• EXERCISE DIRECTIONS
Exactly the lines from the one holding "target | curved driveway edge" through the final line of the data are wanted, copied as written.

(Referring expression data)

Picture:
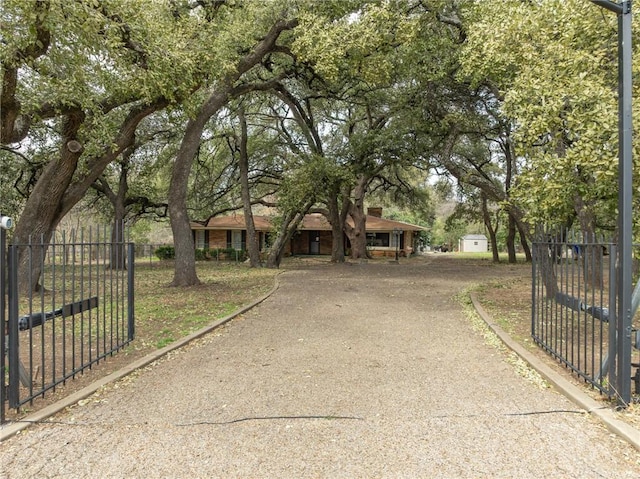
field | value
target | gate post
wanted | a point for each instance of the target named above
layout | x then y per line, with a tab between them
131	260
3	321
625	192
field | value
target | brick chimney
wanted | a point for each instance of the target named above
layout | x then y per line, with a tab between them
377	212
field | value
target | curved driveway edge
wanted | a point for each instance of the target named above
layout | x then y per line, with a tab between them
12	428
573	393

• ANSWER BOX
target | curved driveway edge
wanted | a point for each instance of the target named above
layout | x then y per line, with a tab between them
12	428
573	393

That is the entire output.